▸ **Text under study**:
Hi all,
I have a series of peaks located in a .txt file (chr / start / end) and would like to know if there are tf motifs enriched in each of the individual peaks.
For eg, I am looking for an output that will eventually look something like this:
chr | start | end | tf motif
1 | 100024 | 100288 | GATA1
1 | 153313 | 155590 | RUNX1
.
.
.
Where each row is a unique peak and the tf motif is the most significantly enriched.
I downloaded the JASPAR2022 core collection to get a set of PWMs for different TFs, which I then concatenated in to a single .meme file (following this post: Finding individual motif occurrences with FIMO from the MEME suite) and have started using the FIMO command line tool. However I can only figure out how to query a single fasta sequence at a time?
fimo --parse-genomic-coord /path/to/meme/combined.meme input.fa
Is there a way to do this such that I can query all 15,000 peaks at once, instead of doing them individually?
Thanks in advance.
Thanks - this is exactly what I was looking for! I appreciate your help.
I corrected my answer. The usage scenario of FIMO I documented will generate a BED file of potential TF sites, not consume it.
Ok, this makes more sense. Thank you!

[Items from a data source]

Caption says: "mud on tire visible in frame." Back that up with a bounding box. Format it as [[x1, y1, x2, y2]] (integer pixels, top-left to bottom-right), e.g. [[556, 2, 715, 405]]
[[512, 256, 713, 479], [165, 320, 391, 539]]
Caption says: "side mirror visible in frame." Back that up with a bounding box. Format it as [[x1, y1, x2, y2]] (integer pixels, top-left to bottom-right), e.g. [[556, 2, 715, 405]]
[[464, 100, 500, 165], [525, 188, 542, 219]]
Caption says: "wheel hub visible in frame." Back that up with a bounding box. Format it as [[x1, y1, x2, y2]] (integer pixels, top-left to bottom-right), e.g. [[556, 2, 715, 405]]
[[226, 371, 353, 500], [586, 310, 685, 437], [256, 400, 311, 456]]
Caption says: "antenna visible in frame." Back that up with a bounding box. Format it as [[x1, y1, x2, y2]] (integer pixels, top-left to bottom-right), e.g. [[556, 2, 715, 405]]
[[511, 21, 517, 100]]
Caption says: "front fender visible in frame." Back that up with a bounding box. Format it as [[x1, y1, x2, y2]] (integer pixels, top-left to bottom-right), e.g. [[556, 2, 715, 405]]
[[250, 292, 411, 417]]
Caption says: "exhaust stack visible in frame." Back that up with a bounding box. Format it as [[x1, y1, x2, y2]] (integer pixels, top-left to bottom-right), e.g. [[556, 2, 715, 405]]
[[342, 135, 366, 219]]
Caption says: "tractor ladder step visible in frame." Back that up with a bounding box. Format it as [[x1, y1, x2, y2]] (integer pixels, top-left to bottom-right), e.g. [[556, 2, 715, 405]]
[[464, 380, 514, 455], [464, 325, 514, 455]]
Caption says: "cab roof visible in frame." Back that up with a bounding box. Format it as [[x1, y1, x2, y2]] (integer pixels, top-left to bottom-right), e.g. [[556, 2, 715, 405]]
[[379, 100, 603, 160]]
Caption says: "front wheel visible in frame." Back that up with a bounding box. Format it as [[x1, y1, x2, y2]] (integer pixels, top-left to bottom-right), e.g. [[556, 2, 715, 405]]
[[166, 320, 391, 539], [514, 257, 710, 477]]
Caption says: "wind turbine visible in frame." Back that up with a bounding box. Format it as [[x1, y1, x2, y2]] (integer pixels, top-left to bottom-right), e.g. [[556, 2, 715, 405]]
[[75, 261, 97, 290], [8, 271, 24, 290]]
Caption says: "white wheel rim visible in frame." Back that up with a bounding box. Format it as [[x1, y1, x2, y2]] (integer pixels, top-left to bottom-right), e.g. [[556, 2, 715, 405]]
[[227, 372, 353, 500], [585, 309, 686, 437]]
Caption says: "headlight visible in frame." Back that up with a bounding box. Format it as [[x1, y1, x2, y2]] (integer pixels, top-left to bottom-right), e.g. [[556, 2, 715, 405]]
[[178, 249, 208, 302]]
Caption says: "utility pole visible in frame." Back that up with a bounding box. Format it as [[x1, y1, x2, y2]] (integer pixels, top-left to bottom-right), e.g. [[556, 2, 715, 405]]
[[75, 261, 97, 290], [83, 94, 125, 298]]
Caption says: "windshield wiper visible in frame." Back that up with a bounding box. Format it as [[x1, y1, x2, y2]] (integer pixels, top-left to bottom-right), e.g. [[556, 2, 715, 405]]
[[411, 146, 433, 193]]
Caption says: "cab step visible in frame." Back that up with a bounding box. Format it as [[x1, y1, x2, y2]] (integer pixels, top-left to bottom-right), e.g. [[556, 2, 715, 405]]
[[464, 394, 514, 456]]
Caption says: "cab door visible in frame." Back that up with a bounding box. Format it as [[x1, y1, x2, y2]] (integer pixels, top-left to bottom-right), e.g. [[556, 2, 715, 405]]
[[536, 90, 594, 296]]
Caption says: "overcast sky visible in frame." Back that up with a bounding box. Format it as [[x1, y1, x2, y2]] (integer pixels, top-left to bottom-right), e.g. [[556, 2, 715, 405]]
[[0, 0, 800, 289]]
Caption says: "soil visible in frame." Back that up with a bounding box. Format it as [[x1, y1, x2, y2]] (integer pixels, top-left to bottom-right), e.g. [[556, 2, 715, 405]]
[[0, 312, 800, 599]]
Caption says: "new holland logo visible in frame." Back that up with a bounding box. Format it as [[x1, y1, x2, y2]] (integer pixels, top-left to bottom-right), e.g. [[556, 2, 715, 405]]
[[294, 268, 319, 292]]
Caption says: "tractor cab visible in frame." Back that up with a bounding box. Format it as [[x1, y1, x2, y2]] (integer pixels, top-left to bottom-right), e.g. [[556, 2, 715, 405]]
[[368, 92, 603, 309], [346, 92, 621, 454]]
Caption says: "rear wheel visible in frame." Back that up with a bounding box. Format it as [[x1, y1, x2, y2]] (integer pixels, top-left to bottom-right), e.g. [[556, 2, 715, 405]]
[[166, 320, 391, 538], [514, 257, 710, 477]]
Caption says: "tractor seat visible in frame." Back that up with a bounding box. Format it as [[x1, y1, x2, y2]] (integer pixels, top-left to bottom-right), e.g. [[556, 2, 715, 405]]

▸ **What you have to do**:
Please quote the forum thread on TF motifs in peaks from "Thanks in advance." up to and including "not consume it.".

▸ **Task solution**:
Thanks in advance.
Thanks - this is exactly what I was looking for! I appreciate your help.
I corrected my answer. The usage scenario of FIMO I documented will generate a BED file of potential TF sites, not consume it.